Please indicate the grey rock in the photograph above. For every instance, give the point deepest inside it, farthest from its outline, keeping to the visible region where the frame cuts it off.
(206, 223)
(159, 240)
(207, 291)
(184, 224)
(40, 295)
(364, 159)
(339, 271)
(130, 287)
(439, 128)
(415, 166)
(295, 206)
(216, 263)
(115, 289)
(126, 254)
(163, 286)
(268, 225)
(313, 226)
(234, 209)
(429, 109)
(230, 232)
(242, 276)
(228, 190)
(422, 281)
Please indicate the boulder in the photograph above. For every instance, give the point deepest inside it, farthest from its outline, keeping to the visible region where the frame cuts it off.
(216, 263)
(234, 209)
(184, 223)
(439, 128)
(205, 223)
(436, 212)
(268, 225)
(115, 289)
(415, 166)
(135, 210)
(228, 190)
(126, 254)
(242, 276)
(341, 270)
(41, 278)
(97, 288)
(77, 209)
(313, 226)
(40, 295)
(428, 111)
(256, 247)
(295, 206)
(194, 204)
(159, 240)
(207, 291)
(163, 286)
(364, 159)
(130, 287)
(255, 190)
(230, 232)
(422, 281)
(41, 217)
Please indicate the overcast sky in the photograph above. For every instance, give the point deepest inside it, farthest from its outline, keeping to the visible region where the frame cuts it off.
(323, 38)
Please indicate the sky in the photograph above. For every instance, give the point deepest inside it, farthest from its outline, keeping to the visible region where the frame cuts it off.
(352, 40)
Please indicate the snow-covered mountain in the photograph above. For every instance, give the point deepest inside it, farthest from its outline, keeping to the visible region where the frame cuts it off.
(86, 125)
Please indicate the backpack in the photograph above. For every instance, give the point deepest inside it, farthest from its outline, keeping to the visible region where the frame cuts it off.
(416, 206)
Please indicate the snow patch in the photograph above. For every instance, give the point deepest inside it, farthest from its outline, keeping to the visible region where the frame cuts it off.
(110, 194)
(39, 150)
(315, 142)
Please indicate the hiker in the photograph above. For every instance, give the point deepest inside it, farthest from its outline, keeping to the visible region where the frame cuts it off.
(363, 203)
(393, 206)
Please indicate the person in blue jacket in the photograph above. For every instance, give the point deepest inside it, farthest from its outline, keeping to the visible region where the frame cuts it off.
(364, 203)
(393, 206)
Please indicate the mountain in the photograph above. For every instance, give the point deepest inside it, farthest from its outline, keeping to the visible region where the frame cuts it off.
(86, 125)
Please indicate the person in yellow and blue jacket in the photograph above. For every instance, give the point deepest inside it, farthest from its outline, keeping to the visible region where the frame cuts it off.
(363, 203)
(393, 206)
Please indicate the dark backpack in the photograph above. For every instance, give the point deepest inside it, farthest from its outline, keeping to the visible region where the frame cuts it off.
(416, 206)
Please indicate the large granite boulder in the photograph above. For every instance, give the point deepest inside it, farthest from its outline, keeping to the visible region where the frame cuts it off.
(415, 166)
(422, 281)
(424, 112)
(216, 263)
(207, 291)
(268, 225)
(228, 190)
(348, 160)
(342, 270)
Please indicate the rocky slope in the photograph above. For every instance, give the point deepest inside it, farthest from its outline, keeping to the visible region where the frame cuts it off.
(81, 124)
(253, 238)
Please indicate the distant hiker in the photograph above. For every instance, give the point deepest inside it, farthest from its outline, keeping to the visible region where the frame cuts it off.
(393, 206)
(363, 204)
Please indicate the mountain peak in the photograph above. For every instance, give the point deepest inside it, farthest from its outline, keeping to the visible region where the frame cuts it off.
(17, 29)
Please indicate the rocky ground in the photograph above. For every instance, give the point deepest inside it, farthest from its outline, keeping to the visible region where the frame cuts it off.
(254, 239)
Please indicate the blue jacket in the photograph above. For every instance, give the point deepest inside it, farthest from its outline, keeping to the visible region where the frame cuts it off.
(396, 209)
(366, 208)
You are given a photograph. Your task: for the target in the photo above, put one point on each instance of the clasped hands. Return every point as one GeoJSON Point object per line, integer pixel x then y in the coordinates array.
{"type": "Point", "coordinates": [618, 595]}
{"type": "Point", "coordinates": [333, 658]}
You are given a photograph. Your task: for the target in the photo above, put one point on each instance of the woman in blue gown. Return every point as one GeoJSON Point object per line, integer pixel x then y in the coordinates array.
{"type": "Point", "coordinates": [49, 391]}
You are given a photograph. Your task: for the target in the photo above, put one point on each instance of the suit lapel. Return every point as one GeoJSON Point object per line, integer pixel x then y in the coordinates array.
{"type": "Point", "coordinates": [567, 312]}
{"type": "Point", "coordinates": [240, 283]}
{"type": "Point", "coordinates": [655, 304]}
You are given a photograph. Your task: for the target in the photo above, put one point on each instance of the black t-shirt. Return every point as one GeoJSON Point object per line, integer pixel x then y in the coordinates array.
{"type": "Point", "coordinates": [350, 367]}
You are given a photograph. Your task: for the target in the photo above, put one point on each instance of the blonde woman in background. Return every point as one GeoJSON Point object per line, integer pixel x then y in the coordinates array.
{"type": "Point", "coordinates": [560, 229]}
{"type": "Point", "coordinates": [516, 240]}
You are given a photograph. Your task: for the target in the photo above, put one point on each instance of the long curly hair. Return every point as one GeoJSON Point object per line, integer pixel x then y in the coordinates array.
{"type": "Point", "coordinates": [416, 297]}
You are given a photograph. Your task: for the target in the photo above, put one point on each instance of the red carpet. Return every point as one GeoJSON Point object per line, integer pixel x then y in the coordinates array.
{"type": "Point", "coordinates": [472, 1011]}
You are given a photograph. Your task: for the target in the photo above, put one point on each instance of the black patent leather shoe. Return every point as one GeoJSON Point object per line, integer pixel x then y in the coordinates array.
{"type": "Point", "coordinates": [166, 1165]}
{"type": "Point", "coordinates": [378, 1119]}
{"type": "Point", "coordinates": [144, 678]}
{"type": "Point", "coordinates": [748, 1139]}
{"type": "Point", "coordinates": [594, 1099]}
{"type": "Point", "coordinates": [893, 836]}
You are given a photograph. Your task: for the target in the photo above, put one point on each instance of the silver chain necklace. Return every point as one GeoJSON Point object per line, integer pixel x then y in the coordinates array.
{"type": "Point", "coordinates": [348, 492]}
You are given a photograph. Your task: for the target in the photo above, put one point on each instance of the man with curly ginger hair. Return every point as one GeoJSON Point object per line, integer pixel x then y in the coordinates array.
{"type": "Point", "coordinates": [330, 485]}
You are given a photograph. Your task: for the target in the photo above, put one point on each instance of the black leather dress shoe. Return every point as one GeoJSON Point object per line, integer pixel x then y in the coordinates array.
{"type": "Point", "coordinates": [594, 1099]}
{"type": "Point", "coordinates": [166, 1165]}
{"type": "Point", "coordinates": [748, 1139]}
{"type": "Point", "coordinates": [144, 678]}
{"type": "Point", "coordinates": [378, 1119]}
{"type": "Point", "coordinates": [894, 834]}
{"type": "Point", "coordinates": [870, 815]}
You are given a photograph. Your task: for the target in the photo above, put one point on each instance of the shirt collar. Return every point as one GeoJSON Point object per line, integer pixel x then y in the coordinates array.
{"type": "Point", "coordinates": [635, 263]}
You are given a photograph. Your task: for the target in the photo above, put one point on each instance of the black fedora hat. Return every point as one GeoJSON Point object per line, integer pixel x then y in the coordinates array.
====
- _REQUIREMENT_
The answer consists only of the lines from the one containing "of the silver" to the end of the records, each written out exactly.

- _EXERCISE RESPONSE_
You are given a photograph. Your task: for the target in the photo above, put one point on each instance of the silver chain necklace. Return every point as one GeoJSON Point object per line, integer pixel x then y in the coordinates array.
{"type": "Point", "coordinates": [348, 492]}
You are given a photograph. Your task: for the target in the photo above, put one point on each instance of the man with curly ginger hair. Return every point as one GeoJSON Point object per line, integer pixel x then y in the coordinates array.
{"type": "Point", "coordinates": [330, 485]}
You are given a photograph. Your task: for the target in the photo above, put one point on each instance of the black leather dress shoe. Return every point as one GeoJSON Point object per line, integer pixel x then y in the coordinates array.
{"type": "Point", "coordinates": [594, 1099]}
{"type": "Point", "coordinates": [166, 1165]}
{"type": "Point", "coordinates": [748, 1139]}
{"type": "Point", "coordinates": [144, 678]}
{"type": "Point", "coordinates": [378, 1119]}
{"type": "Point", "coordinates": [894, 834]}
{"type": "Point", "coordinates": [870, 815]}
You are given a photograph. Your task: for the target in the photo above, put one point on each instance of the shirt collar. Return every point as one GeoJSON Point object per line, integer pixel x then y in the coordinates array.
{"type": "Point", "coordinates": [635, 263]}
You are given a photograph. Your task: for the target in the photo above, put one point on each instance of the black fedora hat. Return every point as one GeoJSON Point object per line, integer pixel x then y in the coordinates array.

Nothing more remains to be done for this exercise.